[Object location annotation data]
--- start ---

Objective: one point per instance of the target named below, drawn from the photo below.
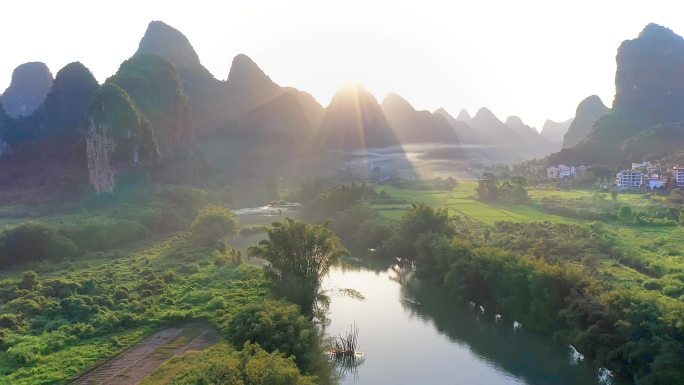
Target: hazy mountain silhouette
(411, 126)
(532, 143)
(588, 112)
(467, 135)
(464, 116)
(649, 91)
(492, 129)
(155, 87)
(62, 111)
(29, 86)
(204, 91)
(353, 121)
(280, 120)
(649, 81)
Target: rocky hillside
(587, 114)
(649, 91)
(354, 121)
(411, 126)
(554, 131)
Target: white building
(561, 171)
(628, 179)
(654, 183)
(648, 166)
(645, 165)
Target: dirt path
(136, 363)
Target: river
(411, 333)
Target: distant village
(641, 176)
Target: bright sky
(535, 59)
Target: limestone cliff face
(588, 113)
(649, 82)
(28, 89)
(117, 136)
(554, 131)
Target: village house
(561, 171)
(629, 179)
(678, 173)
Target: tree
(299, 255)
(613, 195)
(419, 219)
(213, 224)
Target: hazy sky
(534, 59)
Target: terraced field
(461, 202)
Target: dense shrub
(33, 241)
(276, 326)
(253, 365)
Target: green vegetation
(114, 116)
(613, 289)
(213, 224)
(224, 365)
(299, 256)
(490, 190)
(78, 289)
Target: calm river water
(413, 334)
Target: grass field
(657, 248)
(461, 201)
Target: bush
(213, 224)
(251, 230)
(33, 241)
(253, 366)
(274, 326)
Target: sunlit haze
(534, 59)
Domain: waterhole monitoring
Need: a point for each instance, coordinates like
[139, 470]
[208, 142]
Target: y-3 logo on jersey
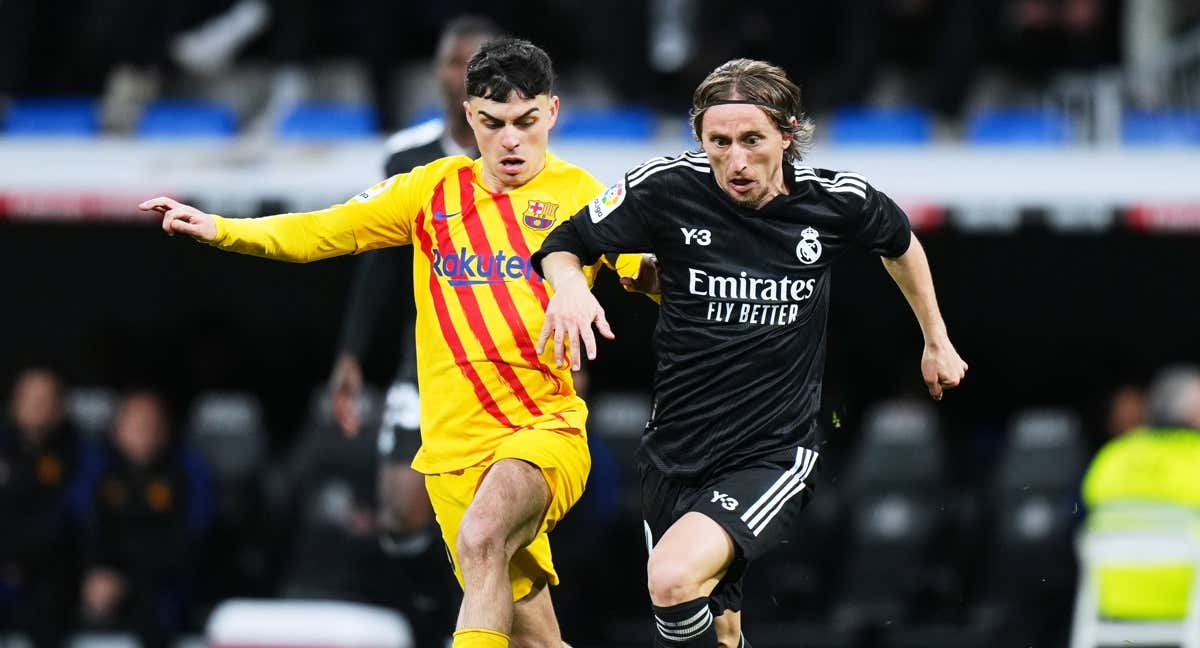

--- end ---

**PROBLEM REQUIREMENTS:**
Reproduce all of the material above with every occurrence of "river" swapped for "stream" and nothing else changed, leaving out the pictures.

**FINISHED EXERCISE:**
Objective: one point per instance of the target named below, drawn from the photo below.
Target: hazy mountain silhouette
(411, 126)
(532, 143)
(588, 112)
(467, 135)
(464, 116)
(649, 91)
(492, 129)
(155, 87)
(62, 111)
(29, 86)
(204, 91)
(353, 121)
(280, 120)
(649, 81)
Target: rocky hillside
(587, 114)
(649, 91)
(354, 121)
(411, 126)
(554, 131)
Target: white building
(561, 171)
(628, 179)
(654, 183)
(648, 166)
(645, 165)
Target: dirt path
(136, 363)
Target: stream
(411, 333)
Target: distant village
(641, 176)
Target: bright sky
(535, 59)
Target: limestone cliff face
(588, 113)
(649, 82)
(28, 89)
(117, 136)
(554, 131)
Target: village house
(561, 171)
(629, 179)
(678, 173)
Target: tree
(299, 255)
(613, 195)
(419, 219)
(213, 224)
Target: hazy sky
(534, 59)
Target: terraced field
(461, 202)
Target: dense shrub
(33, 241)
(276, 326)
(253, 365)
Target: green vegetation
(114, 116)
(613, 289)
(213, 224)
(224, 365)
(299, 256)
(490, 190)
(78, 289)
Target: calm stream water
(413, 334)
Target: grass field
(657, 248)
(461, 201)
Target: bush
(213, 224)
(251, 230)
(33, 241)
(253, 366)
(274, 326)
Target: sunlit haze
(534, 59)
Domain: waterhole monitoring
Need: a point for each instance, coordinates like
[139, 470]
[208, 142]
Target: y-3 logo on jersey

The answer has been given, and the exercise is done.